> Task to carry out
Take the entries below and return them unchanged.

━━━━━━━━━━━━━━━━━━━━━━━━━━━━━━

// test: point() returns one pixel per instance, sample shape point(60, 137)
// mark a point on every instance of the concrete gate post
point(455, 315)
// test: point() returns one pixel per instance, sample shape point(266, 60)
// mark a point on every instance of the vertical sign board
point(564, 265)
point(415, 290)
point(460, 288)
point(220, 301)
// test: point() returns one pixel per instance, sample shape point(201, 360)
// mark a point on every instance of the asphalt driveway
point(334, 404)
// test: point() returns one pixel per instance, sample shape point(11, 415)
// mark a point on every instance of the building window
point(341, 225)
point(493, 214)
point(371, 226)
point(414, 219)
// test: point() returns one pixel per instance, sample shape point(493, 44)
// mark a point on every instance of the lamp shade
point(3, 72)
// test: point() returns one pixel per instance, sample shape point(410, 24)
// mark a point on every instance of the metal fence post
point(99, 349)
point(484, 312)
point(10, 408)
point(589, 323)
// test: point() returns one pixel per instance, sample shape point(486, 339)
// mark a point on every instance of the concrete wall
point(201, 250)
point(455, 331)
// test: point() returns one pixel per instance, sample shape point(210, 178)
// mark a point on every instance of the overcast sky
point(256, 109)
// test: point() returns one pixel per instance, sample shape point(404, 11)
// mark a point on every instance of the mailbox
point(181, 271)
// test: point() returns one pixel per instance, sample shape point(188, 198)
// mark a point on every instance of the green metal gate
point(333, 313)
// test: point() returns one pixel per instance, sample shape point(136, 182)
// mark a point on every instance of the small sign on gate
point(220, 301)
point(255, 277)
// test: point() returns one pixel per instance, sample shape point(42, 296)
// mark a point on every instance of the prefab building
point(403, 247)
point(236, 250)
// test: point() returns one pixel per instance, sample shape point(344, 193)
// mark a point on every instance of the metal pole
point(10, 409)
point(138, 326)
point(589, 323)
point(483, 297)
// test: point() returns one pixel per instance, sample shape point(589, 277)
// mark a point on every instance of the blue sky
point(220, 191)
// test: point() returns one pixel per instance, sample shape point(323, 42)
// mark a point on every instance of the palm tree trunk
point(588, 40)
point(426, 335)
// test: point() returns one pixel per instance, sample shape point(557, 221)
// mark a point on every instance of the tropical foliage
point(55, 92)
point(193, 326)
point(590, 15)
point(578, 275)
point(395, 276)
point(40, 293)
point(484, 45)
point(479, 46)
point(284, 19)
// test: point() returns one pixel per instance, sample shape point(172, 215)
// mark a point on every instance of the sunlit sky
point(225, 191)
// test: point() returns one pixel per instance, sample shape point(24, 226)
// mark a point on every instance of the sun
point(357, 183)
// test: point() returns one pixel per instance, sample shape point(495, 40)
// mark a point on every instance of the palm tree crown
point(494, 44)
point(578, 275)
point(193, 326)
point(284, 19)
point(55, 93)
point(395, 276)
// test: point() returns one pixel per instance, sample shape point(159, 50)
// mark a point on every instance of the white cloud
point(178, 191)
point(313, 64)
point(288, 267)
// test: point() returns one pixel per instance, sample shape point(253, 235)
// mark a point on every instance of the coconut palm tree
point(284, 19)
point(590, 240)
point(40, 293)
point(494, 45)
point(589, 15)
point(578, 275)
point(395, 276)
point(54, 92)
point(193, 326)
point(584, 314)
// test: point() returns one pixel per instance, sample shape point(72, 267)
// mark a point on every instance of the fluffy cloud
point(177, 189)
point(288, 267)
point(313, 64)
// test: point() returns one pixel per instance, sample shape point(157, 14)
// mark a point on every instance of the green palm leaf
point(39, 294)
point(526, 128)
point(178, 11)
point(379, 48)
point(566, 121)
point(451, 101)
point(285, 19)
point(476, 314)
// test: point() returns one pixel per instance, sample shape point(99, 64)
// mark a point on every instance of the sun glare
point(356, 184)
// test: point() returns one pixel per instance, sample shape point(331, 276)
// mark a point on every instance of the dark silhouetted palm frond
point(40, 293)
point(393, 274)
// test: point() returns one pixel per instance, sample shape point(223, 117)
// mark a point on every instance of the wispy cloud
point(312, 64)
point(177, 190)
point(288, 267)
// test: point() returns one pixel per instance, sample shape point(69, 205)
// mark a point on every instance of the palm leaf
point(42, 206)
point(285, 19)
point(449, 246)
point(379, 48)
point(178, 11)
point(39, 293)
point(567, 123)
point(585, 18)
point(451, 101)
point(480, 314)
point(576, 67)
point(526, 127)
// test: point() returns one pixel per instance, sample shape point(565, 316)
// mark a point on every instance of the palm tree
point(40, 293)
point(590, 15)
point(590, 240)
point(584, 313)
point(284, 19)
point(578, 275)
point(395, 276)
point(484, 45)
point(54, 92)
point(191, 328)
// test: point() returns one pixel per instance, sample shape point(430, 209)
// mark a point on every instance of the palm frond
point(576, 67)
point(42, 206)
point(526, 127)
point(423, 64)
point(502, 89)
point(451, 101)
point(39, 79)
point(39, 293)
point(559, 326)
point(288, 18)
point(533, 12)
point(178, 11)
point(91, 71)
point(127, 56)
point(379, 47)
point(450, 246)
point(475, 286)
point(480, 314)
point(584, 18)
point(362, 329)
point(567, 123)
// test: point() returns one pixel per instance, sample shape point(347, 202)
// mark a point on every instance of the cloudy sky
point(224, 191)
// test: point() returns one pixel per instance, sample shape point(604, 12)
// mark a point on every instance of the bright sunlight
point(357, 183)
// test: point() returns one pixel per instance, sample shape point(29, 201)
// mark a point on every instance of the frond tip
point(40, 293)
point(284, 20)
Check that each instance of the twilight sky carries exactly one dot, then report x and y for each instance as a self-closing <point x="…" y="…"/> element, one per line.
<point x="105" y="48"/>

━━━━━━━━━━━━━━━━━━━━━━━━━━━━━━

> Solution to this problem
// test: point() returns one pixel per instance, sample shape point(60, 137)
// mark a point on every instance of the concrete gate post
point(455, 315)
// test: point() returns one pixel per instance, sample shape point(266, 60)
// mark a point on every instance of the vertical sign board
point(564, 265)
point(415, 290)
point(460, 288)
point(220, 301)
// test: point() returns one pixel per instance, sample shape point(201, 360)
// mark a point on every instance of the asphalt driveway
point(334, 404)
// test: point() returns one pixel per instance, sample shape point(11, 415)
// mark a point on every instance of the building window
point(341, 225)
point(493, 214)
point(371, 226)
point(414, 219)
// test: point() returns one pixel per instance, sample shape point(493, 44)
// mark a point on every instance of the lamp shade
point(3, 72)
// test: point() returns one pixel per instance, sample shape point(410, 24)
// mark a point on every instance of the metal fence post
point(99, 349)
point(484, 312)
point(10, 408)
point(589, 323)
// test: point() returns one pixel per instance, sample shape point(486, 339)
// mark a point on every instance of the concrete wall
point(201, 250)
point(455, 331)
// test: point() returns one pixel per instance, sample shape point(210, 178)
// mark a point on every instance of the overcast sky
point(256, 109)
// test: point() returns one pixel per instance, sample shape point(404, 11)
// mark a point on every instance of the mailbox
point(181, 271)
// test: point() returns one pixel per instance, sample shape point(188, 198)
// mark a point on every instance of the green metal gate
point(333, 313)
// test: point() returns one pixel per instance, sample shape point(136, 182)
// mark a point on every instance of the small sign on gate
point(220, 301)
point(255, 277)
// test: point() returns one pixel per instance, sample shape point(42, 296)
// mark a point on every instance of the prefab building
point(403, 247)
point(236, 250)
// test: point() returns one pixel per instance, sample shape point(344, 193)
// mark a point on every instance of the metal pole
point(10, 409)
point(138, 326)
point(589, 323)
point(483, 297)
// test: point() returns one pixel per instance, sample shape point(589, 277)
// mark a point on every instance of the blue sky
point(220, 191)
// test: point() returns one pixel per instance, sample shape point(323, 42)
// mark a point on every instance of the palm tree trunk
point(588, 40)
point(426, 335)
// test: point() returns one pixel per instance, sample shape point(557, 221)
// mark a point on every instance of the tropical foliage
point(55, 92)
point(193, 326)
point(590, 15)
point(578, 275)
point(395, 276)
point(40, 293)
point(484, 45)
point(479, 46)
point(284, 19)
// test: point() returns one pixel per instance, sample shape point(172, 215)
// mark a point on every instance of the sunlit sky
point(225, 191)
// test: point() returns one pixel per instance, sample shape point(24, 226)
// mark a point on every instance of the sun
point(357, 183)
// test: point() returns one pixel per instance, sample shape point(495, 40)
// mark a point on every instance of the palm tree crown
point(494, 44)
point(578, 275)
point(193, 326)
point(284, 19)
point(55, 93)
point(395, 276)
// test: point() returns one pixel per instance, sample shape point(159, 50)
// mark a point on every instance of the white cloud
point(178, 191)
point(313, 64)
point(288, 267)
// test: point() returns one pixel per instance, sample shape point(253, 235)
// mark a point on every instance of the coconut palm tree
point(284, 19)
point(590, 240)
point(40, 293)
point(494, 45)
point(589, 15)
point(578, 275)
point(395, 276)
point(54, 92)
point(193, 326)
point(584, 314)
// test: point() returns one pixel per instance, sample shape point(72, 267)
// mark a point on every instance of the fluffy cloud
point(177, 189)
point(288, 267)
point(313, 64)
// test: point() returns one pixel per instance, sample shape point(157, 14)
// mark a point on every instance of the green palm leaf
point(39, 294)
point(526, 128)
point(178, 11)
point(379, 48)
point(566, 121)
point(451, 101)
point(285, 19)
point(476, 314)
// test: point() returns one pixel per instance, sample shape point(99, 64)
// mark a point on every instance of the sun glare
point(356, 184)
// test: point() returns one pixel per instance, sample shape point(331, 276)
// mark a point on every instance of the dark silhouetted palm frond
point(40, 293)
point(393, 274)
// test: point() returns one pixel per instance, sample shape point(223, 117)
// mark a point on every instance of the wispy cloud
point(312, 64)
point(177, 190)
point(288, 267)
// test: point() returns one pixel per instance, sample shape point(69, 205)
// mark a point on every instance of the palm leaf
point(42, 206)
point(285, 19)
point(449, 246)
point(379, 48)
point(178, 11)
point(39, 293)
point(567, 123)
point(585, 18)
point(451, 101)
point(480, 314)
point(576, 67)
point(526, 127)
// test: point() returns one pixel per instance, sample shape point(565, 316)
// mark a point on every instance of the palm tree
point(40, 293)
point(590, 15)
point(590, 240)
point(584, 313)
point(284, 19)
point(578, 275)
point(395, 276)
point(484, 45)
point(54, 92)
point(191, 328)
// test: point() returns one pixel per instance, sample shape point(430, 209)
// mark a point on every instance of the palm frond
point(576, 67)
point(42, 206)
point(526, 127)
point(423, 64)
point(502, 89)
point(451, 101)
point(39, 79)
point(39, 293)
point(559, 326)
point(288, 18)
point(533, 12)
point(178, 11)
point(91, 71)
point(127, 56)
point(379, 47)
point(450, 246)
point(475, 286)
point(480, 314)
point(584, 18)
point(362, 329)
point(567, 123)
// test: point() returns one pixel per instance, sample shape point(347, 202)
// mark a point on every instance of the cloudy sky
point(224, 191)
// test: point() returns one pixel per instance, sample shape point(604, 12)
// mark a point on every instance of the bright sunlight
point(357, 183)
// test: point() returns one pixel per instance, sample shape point(29, 201)
// mark a point on every instance of the frond tip
point(40, 293)
point(284, 20)
Check that each instance of the twilight sky carries exactly one dot, then report x and y for each instance as a self-closing <point x="…" y="…"/> element, one per line.
<point x="105" y="48"/>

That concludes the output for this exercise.